*GIVEN INSTRUCTION*
Can you reproduce, unchanged, only the rows from the one containing "Exercise. Locate the diced green" up to and including the one containing "(344, 1137)"?

*TASK DATA*
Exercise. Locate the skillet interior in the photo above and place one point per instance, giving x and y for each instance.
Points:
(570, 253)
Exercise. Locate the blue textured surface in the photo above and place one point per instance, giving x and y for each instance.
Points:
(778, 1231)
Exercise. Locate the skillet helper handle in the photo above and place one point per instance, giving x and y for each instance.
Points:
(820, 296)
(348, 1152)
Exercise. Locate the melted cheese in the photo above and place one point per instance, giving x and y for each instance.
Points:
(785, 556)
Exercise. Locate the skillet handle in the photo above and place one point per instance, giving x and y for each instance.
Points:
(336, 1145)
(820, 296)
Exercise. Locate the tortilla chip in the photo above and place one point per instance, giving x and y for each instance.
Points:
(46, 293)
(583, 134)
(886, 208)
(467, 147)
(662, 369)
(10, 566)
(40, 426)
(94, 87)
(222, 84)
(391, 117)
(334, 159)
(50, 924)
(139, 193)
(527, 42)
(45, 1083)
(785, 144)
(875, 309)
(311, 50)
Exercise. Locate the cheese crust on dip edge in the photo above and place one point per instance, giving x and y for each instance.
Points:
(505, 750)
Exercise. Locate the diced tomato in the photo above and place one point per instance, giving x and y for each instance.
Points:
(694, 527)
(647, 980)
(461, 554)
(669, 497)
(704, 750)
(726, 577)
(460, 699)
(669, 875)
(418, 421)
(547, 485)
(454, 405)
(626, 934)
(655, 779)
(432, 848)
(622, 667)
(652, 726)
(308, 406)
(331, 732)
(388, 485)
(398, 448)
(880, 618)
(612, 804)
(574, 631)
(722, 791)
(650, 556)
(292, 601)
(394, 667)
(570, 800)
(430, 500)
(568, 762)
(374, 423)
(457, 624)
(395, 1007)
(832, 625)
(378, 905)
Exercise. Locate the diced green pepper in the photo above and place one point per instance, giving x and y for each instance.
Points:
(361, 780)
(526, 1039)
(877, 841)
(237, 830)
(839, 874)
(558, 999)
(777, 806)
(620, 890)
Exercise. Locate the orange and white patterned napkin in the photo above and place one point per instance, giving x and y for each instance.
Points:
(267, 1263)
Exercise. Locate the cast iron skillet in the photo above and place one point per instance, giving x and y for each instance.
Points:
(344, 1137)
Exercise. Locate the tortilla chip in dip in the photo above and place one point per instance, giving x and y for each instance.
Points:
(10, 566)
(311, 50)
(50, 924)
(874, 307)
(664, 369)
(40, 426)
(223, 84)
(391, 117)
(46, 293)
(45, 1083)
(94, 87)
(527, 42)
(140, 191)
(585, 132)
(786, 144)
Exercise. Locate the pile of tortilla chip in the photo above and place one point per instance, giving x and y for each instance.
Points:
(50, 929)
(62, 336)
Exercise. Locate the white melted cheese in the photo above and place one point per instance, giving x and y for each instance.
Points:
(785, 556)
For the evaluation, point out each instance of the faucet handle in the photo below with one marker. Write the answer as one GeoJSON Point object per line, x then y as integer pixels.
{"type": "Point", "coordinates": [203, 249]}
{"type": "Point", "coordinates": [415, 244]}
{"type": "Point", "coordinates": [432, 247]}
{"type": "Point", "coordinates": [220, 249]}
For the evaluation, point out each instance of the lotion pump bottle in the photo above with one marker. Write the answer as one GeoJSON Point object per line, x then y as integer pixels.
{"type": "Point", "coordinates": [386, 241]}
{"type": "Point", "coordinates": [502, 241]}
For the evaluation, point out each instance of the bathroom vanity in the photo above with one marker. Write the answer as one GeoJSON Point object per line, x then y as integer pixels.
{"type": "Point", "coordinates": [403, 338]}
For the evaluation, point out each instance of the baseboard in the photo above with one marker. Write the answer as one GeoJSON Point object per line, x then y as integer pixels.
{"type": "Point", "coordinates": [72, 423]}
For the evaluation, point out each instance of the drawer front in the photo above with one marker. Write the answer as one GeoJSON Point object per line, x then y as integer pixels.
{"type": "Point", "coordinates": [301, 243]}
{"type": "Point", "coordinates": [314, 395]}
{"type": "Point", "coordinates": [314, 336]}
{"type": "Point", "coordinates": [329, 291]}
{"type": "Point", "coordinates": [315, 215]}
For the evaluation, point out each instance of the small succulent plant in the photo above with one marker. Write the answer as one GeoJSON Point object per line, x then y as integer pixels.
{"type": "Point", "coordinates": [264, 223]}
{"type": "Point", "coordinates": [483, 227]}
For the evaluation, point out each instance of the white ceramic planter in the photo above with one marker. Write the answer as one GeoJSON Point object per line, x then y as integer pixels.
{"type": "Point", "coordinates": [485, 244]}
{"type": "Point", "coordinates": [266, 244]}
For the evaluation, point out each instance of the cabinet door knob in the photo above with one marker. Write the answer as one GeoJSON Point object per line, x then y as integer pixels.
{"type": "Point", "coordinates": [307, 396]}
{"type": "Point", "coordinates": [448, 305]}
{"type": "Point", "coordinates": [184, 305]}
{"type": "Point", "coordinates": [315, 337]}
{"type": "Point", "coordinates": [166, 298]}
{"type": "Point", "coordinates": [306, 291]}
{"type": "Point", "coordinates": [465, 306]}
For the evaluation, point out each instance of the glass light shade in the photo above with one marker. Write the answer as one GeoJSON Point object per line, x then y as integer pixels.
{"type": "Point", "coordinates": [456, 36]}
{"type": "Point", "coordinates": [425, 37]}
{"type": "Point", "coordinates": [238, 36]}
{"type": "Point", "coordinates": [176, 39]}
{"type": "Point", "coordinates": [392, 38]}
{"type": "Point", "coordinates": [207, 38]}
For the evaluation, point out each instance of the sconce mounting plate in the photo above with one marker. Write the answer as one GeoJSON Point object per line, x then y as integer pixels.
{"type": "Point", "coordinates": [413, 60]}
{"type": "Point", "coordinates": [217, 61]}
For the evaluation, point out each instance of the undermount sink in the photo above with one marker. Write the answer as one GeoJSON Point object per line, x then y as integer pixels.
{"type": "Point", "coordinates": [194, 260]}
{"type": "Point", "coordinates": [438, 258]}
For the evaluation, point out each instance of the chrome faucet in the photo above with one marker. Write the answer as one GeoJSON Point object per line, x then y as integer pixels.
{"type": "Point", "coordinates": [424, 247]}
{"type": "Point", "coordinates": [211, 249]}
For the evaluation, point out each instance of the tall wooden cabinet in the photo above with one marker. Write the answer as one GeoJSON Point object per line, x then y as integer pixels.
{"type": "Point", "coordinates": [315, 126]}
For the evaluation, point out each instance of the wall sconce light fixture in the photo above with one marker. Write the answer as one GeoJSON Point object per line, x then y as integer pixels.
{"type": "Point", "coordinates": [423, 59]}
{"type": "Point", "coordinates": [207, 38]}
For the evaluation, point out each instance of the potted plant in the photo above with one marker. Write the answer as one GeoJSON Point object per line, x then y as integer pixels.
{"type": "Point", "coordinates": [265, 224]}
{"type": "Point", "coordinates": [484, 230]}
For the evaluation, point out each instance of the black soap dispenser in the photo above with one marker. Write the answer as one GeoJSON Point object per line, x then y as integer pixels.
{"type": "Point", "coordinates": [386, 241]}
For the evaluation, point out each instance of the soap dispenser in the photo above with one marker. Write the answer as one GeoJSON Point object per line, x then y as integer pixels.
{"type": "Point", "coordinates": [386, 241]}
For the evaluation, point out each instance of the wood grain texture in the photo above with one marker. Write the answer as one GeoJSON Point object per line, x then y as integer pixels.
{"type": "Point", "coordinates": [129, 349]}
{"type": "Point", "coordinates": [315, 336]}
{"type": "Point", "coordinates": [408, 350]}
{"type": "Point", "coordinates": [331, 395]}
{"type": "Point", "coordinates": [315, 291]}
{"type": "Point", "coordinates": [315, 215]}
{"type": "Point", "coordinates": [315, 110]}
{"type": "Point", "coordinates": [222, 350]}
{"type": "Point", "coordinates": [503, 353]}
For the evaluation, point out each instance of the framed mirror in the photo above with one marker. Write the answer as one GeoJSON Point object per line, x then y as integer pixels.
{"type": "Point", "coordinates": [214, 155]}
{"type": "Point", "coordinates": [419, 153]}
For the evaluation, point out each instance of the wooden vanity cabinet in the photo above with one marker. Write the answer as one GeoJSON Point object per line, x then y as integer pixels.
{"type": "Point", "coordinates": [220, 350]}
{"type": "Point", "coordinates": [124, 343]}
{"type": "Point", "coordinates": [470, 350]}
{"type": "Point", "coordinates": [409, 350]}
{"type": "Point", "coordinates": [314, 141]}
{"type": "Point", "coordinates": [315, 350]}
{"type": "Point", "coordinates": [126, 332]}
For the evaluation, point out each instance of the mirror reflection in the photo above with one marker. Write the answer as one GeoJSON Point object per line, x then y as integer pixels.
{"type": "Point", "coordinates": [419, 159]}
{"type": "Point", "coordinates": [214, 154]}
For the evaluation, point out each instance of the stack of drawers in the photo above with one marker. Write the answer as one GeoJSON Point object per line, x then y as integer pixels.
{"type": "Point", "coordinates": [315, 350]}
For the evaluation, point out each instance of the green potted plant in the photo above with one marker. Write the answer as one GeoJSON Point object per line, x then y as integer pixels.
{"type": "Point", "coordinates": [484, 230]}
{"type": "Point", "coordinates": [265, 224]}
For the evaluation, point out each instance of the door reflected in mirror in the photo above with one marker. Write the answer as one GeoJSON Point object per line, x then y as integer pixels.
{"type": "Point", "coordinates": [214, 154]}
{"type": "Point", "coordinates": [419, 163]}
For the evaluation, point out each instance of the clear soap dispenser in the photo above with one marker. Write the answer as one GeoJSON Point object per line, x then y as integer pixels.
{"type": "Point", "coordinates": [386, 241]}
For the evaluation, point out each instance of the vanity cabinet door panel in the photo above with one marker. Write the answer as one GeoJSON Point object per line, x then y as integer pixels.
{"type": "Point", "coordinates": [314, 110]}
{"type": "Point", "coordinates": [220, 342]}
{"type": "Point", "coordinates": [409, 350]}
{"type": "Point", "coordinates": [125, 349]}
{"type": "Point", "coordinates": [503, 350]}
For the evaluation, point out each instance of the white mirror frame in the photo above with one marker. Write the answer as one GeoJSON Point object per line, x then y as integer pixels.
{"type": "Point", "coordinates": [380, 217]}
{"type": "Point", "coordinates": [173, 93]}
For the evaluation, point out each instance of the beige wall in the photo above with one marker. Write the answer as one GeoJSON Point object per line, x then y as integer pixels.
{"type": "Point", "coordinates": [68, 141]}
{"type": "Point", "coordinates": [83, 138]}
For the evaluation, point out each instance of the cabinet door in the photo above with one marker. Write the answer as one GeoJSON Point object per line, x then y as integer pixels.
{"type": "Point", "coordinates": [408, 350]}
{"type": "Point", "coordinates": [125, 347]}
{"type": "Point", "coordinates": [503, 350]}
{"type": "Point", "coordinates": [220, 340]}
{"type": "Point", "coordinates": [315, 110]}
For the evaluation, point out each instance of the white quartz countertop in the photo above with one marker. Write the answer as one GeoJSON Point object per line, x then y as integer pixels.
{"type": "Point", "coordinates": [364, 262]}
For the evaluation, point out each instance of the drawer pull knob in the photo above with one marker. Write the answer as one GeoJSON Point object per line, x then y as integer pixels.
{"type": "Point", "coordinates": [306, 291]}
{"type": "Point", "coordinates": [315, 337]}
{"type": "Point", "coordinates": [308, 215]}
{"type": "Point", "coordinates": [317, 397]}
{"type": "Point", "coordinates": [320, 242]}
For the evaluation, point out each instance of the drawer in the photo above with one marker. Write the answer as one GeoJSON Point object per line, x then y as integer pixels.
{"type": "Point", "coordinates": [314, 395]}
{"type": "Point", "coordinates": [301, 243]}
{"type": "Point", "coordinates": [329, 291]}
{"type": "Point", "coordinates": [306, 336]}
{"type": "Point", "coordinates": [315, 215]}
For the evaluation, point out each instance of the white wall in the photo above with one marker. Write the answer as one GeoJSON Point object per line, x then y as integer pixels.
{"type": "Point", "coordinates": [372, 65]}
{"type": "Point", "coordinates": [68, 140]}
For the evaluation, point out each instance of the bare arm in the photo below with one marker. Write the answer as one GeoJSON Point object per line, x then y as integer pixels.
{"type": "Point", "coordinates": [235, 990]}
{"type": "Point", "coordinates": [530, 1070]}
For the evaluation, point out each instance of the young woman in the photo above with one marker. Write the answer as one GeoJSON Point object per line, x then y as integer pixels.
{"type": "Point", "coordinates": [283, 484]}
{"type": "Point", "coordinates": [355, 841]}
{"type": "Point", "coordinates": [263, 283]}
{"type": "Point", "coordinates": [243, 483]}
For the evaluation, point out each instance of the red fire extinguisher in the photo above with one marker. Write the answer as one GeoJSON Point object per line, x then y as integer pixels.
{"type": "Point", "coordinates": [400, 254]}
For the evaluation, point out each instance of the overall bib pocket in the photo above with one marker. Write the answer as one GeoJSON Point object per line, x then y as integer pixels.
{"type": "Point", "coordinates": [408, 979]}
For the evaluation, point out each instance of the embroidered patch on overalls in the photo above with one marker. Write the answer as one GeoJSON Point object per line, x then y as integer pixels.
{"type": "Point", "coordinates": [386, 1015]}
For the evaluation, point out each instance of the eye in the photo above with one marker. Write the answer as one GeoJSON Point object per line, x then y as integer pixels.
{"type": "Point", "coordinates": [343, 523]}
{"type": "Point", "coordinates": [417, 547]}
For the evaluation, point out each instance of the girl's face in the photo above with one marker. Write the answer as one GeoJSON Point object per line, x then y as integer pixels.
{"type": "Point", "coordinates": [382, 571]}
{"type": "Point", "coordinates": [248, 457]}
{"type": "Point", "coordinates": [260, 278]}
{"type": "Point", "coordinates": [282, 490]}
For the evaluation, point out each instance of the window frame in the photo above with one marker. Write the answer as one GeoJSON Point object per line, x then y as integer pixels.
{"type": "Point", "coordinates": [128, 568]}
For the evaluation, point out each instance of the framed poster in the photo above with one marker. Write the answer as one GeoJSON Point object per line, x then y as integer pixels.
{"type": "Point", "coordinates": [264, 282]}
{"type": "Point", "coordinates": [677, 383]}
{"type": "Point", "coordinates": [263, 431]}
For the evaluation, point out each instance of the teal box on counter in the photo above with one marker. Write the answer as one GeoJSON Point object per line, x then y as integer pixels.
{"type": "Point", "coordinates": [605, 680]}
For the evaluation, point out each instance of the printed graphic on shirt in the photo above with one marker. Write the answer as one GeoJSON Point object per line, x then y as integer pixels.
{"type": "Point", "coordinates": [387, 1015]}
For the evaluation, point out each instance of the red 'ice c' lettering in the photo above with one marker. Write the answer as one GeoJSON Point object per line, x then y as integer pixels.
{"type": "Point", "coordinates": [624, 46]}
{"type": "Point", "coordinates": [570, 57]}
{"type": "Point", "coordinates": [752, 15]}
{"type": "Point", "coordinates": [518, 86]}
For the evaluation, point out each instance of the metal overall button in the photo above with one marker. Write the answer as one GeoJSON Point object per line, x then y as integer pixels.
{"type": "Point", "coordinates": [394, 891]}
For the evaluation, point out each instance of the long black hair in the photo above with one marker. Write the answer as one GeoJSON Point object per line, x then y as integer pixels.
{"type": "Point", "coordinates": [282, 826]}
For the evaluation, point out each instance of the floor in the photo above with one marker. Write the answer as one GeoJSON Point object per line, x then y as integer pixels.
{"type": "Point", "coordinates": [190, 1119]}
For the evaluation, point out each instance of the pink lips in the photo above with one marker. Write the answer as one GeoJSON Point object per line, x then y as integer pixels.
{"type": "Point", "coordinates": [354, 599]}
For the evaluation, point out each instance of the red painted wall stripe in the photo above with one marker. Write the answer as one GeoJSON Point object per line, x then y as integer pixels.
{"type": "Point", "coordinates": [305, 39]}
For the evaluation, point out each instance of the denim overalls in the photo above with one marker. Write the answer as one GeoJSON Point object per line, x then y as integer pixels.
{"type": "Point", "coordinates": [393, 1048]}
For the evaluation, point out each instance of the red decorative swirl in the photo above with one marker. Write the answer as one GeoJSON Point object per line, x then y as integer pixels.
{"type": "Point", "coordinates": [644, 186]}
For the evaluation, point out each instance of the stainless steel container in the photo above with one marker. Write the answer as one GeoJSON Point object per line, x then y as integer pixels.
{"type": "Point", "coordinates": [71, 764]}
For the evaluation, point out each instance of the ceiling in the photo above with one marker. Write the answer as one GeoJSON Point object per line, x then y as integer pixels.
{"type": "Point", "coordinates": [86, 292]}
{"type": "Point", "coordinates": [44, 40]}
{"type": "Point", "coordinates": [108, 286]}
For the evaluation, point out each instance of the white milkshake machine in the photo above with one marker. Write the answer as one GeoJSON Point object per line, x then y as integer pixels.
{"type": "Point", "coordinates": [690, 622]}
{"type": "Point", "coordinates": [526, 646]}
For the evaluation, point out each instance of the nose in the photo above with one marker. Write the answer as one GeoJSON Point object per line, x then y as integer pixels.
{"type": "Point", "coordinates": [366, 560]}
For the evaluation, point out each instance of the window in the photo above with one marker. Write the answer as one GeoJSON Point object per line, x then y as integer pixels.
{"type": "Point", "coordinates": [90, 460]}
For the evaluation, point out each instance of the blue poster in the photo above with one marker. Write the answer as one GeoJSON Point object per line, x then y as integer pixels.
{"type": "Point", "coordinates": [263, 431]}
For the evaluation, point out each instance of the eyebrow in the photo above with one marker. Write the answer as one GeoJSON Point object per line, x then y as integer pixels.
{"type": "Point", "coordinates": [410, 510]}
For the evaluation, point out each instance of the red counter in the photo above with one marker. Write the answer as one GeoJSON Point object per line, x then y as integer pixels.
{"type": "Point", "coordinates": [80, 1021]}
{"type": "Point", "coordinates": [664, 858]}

*SOLUTION*
Exercise. Locate the diced green pepper in the photo above and place one point per instance, giving x and y for each instance.
Points:
(361, 780)
(526, 1039)
(877, 841)
(237, 830)
(839, 874)
(558, 999)
(777, 806)
(620, 890)
Exercise. Locate the orange and white patterned napkin in the photo above and place one point per instance, giving x and y for each instance.
Points:
(267, 1263)
Exercise. Locate the cast iron skillet in the photo above and place one point per instance, giving x and y for each instance.
Points:
(344, 1137)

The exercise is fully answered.